REQUIRED ACTION 1:
Answer these questions from the HHEM flash update on Google Gemma, each on its own line:
(a) In which variants is Gemma available?
(b) What hallucination rate does the leaderboard give Gemma?
(c) What hallucination rate does it report for Mistral 7B?
REQUIRED ACTION 2:
Decide whether each statement agrees with the HHEM flash update on Google Gemma. Answer yes or no and quote the deciding words.
(a) Gemma hallucinates less often than Llama2 7B.
(b) Gemma's answer rate is 100.0%.
(c) Gemma is a closed-source model.
REQUIRED ACTION 3: Carry on the HHEM flash update on Google Gemma from its last sentence.

··· DOCUMENT PASSAGE ···

HHEM | Flash Update: Google Gemma
See how Google Gemma hallucinates compared to other foundation models in the Hughes Hallucination Evaluation Model (HHEM)
≈ 3 minutes readFollowing the recent release of Gemini 1.5, Google has just unveiled its latest contribution to the landscape of large language models (LLMs): Gemma, an open-source model available in 2B, 7B, and instruction fine-tuned variants. Using the open-source Hughes Hallucination Evaluation Model (HHEM), we quantify the tendency of Gemma to hallucinate when summarizing a set of facts, a key benchmark in applications that employ the Retrieval Augmented Generation (RAG) architecture.
Our updated leaderboard positions Gemma, with a hallucination rate of 7.5%, on par with Cohere’s Chat model, right below Llama2 13B. This is significantly better than Mistral 7B’s 9.4% rate, yet falls short of Llama2 7B’s 5.6%. Gemma’s answer rate of 100.0% also stands out, highlighting its suitability as a summarizer.

··· EXTRACTED MATERIAL ···

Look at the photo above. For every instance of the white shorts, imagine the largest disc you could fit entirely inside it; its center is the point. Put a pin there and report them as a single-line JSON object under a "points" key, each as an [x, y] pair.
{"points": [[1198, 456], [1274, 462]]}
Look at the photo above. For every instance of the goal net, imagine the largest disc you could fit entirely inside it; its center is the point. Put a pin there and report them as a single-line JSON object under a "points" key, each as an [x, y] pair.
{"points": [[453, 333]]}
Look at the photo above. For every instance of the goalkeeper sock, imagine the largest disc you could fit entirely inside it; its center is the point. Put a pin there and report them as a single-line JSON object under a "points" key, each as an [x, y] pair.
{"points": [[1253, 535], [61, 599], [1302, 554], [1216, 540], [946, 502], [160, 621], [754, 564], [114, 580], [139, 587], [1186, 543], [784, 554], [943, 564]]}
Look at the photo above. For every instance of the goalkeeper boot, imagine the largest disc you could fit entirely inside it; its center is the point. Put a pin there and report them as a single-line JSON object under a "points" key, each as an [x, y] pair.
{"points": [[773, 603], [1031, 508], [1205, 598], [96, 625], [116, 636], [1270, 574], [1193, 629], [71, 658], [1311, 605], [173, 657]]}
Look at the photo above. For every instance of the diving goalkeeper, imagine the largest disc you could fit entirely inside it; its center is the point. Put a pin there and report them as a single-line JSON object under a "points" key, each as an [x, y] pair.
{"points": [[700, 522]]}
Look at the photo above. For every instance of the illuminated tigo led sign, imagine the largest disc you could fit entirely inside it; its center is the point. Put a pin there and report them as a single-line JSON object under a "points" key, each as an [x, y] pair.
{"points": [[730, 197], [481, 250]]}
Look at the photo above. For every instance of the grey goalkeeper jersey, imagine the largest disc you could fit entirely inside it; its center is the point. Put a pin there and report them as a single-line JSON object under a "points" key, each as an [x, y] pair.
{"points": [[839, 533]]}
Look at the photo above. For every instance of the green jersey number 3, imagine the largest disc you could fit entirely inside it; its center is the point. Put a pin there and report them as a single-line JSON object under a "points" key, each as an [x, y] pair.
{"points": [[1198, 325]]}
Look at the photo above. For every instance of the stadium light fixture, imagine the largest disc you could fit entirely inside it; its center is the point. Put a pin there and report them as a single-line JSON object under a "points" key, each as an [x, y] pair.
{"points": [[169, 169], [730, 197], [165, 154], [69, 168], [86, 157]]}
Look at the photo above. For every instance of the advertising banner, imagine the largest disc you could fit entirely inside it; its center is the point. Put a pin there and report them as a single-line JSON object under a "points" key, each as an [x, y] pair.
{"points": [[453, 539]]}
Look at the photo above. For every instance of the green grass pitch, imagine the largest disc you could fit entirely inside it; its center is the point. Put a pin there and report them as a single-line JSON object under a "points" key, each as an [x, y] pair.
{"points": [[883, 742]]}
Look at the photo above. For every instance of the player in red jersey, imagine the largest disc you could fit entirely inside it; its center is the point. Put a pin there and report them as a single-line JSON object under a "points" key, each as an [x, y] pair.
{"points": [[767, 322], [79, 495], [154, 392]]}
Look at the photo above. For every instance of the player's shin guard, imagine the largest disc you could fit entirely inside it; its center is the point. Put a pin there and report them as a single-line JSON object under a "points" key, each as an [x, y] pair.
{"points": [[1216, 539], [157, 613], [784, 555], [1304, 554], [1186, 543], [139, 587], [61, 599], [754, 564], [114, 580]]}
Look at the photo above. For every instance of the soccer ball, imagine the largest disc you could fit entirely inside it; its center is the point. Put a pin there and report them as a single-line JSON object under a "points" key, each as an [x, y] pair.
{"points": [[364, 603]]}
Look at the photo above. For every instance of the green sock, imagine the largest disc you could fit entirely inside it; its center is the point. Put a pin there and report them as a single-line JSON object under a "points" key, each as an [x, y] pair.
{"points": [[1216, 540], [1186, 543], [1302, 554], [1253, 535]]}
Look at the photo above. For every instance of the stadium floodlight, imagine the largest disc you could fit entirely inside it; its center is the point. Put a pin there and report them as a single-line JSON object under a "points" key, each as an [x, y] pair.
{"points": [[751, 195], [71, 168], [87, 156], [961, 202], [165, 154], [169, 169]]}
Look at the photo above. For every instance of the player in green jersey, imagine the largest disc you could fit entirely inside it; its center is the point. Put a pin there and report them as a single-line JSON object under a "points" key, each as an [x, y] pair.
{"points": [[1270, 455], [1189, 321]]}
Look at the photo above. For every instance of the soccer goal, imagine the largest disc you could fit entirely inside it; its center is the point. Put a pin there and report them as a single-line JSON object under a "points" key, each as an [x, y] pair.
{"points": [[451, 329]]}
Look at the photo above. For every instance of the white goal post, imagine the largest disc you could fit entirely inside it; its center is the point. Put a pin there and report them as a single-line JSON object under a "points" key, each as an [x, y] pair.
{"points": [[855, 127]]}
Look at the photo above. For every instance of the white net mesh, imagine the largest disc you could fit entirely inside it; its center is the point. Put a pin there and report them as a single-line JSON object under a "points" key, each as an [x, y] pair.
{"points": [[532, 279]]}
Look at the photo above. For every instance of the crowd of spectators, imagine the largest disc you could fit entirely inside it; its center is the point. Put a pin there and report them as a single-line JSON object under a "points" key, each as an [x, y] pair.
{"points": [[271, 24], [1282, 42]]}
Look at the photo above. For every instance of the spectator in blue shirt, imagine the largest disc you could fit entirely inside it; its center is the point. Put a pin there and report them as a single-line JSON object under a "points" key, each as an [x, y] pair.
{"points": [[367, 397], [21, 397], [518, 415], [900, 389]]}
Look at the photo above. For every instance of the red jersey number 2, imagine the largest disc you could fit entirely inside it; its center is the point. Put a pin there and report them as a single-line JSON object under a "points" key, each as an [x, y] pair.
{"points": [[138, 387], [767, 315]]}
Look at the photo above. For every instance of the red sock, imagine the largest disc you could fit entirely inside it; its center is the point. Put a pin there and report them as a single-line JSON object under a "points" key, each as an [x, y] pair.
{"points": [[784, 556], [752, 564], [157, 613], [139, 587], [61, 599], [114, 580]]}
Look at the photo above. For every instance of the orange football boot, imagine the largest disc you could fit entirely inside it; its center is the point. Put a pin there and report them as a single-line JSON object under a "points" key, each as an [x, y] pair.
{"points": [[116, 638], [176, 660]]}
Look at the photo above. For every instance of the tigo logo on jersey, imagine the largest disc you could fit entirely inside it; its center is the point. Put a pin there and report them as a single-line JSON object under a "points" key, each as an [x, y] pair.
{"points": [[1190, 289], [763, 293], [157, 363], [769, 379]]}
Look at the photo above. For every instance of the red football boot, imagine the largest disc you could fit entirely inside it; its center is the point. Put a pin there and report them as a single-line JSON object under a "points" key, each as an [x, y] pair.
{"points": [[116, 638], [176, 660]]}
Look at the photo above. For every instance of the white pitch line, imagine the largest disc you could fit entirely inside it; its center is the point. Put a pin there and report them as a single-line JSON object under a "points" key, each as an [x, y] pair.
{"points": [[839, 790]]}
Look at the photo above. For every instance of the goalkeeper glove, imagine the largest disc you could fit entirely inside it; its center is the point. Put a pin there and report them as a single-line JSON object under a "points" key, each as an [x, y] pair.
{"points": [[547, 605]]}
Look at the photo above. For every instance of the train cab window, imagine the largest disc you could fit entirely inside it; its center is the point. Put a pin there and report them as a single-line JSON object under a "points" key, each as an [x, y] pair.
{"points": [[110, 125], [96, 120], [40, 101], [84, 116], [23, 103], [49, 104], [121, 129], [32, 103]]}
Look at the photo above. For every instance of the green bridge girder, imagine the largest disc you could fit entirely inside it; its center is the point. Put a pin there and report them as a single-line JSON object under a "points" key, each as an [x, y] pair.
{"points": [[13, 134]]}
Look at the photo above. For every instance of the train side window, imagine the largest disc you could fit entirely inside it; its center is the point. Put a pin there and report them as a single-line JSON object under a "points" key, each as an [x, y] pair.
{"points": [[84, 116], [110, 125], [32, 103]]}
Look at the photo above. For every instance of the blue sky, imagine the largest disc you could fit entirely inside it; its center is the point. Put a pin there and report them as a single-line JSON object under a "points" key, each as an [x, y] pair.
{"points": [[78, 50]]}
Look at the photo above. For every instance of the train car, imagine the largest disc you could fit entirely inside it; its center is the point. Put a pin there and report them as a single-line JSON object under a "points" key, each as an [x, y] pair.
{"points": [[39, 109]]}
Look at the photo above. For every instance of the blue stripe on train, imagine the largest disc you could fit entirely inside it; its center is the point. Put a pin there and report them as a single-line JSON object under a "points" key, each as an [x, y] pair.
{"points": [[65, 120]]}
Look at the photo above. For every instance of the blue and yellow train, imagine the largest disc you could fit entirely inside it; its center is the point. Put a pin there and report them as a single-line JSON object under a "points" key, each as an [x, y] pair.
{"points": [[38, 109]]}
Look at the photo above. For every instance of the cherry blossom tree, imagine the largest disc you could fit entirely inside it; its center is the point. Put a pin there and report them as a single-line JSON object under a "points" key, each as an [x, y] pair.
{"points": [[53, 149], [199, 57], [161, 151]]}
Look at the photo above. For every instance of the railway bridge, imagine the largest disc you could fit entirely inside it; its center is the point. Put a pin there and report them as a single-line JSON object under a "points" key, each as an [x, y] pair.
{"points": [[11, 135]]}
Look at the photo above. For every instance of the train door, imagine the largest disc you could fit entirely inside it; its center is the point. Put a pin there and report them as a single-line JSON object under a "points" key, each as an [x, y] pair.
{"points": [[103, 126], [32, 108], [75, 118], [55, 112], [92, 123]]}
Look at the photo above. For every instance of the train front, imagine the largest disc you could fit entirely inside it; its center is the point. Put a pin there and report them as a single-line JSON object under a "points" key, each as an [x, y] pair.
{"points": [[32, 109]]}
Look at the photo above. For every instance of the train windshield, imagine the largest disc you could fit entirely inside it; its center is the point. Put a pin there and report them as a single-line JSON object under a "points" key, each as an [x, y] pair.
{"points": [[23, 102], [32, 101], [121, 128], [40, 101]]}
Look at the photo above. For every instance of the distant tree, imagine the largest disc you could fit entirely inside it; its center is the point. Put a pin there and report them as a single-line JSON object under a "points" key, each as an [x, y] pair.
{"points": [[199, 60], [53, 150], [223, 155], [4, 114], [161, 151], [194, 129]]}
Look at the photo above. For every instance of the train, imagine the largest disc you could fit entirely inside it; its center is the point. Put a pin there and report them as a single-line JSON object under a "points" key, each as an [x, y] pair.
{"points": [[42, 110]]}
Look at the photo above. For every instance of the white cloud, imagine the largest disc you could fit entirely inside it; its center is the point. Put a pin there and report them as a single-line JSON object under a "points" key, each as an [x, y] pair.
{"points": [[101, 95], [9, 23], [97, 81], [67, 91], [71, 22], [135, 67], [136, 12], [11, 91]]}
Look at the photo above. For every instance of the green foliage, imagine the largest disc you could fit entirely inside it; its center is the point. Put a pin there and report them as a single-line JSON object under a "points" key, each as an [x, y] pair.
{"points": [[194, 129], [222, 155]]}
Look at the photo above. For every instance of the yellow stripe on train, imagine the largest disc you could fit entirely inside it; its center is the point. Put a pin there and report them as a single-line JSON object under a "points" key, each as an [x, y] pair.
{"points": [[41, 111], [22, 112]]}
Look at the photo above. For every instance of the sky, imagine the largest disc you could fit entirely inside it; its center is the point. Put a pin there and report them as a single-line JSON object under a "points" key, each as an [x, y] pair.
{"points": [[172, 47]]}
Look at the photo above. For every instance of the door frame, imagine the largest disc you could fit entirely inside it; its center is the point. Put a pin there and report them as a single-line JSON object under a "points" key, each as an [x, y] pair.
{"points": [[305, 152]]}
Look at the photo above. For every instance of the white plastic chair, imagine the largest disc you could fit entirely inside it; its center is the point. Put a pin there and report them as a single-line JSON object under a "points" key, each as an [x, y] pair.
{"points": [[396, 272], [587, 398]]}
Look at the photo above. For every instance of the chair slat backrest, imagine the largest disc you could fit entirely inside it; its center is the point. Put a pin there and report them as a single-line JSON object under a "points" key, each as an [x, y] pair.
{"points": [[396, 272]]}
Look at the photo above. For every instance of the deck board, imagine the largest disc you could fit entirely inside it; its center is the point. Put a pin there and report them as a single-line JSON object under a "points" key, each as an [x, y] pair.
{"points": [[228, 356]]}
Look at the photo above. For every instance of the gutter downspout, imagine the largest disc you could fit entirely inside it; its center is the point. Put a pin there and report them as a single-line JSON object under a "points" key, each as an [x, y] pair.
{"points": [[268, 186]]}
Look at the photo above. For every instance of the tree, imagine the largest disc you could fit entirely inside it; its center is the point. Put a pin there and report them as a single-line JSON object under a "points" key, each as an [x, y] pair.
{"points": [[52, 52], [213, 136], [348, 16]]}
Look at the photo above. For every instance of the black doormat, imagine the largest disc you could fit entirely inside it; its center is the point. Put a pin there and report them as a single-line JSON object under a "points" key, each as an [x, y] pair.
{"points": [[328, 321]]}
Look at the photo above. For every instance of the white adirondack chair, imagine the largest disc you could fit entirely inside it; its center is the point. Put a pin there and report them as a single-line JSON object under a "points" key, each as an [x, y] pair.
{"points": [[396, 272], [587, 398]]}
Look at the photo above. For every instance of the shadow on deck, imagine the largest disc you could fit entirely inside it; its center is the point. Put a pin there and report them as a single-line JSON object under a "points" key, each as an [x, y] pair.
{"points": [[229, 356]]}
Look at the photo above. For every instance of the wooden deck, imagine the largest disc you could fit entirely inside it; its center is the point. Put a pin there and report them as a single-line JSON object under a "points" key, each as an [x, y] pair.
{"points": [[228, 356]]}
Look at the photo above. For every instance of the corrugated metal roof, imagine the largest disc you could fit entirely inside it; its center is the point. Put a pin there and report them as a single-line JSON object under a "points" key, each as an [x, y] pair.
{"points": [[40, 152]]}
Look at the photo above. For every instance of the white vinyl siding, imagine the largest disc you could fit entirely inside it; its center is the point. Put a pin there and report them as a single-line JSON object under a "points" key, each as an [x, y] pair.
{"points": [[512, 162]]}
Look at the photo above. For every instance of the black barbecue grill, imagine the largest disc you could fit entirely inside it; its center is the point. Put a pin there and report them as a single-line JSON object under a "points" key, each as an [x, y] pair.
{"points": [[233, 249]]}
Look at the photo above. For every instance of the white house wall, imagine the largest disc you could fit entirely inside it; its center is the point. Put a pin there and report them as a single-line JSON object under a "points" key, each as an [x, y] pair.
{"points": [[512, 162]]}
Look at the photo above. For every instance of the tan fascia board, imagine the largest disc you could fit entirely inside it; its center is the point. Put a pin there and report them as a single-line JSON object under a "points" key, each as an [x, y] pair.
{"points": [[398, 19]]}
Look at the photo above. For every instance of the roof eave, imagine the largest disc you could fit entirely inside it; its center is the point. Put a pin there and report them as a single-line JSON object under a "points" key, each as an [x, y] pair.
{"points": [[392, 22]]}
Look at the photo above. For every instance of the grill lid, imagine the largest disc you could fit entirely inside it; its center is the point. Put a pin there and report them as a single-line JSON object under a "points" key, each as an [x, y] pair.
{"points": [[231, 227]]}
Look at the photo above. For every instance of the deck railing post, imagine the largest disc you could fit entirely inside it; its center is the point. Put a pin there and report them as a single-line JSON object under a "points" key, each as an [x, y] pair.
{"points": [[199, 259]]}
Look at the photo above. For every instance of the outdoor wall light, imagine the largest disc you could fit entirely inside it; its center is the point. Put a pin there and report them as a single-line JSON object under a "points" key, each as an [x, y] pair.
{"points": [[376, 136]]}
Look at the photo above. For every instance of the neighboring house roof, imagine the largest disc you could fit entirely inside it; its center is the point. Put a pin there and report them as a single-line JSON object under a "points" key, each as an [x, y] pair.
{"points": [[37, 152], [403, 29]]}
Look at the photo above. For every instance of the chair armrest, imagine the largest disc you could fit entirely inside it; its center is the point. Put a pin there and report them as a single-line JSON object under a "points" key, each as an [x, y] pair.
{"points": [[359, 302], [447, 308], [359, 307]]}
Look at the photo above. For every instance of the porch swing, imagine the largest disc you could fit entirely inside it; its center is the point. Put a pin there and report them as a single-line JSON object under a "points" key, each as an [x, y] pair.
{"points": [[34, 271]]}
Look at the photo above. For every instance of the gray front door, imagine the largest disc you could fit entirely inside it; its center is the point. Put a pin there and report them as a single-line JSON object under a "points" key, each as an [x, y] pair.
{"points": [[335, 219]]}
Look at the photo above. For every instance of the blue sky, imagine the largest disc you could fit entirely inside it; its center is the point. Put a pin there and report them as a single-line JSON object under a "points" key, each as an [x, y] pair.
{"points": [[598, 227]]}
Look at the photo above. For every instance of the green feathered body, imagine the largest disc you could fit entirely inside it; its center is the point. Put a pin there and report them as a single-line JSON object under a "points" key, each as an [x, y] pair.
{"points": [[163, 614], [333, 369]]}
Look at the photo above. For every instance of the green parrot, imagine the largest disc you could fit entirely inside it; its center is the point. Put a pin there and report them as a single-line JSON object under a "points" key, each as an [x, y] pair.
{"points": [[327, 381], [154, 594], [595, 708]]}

···

REPLY 1:
(a) 2B, 7B, and instruction fine-tuned variants
(b) 7.5%
(c) 9.4%

REPLY 2:
(a) No: "yet falls short of Llama2 7B’s 5.6%"
(b) Yes: "Gemma’s answer rate of 100.0% also stands out"
(c) No: "Gemma, an open-source model available in 2B, 7B, and instruction fine-tuned variants"

REPLY 3:
Moreover, the release of Gemma under the liberal “Gemma Terms of Use” is a strategic move by Google to facilitate easier integration into commercial and enterprise systems. This decision mirrors Microsoft’s earlier move with Phi 2, underscoring a significant shift towards open licensing in the LLM domain.
The table below, which reproduces the leaderboard as of February 21, 2024, shows Gemma’s performance in relation to other foundation models:
The implications of Gemma’s release echo the sentiment of our previous analysis: the landscape of proprietary LLM vendors is under increasing pressure to innovate and adjust pricing strategies. With Gemma, the message is clear — the race for efficiency, performance, and accessibility in LLMs is heating up, with end users standing to gain the most.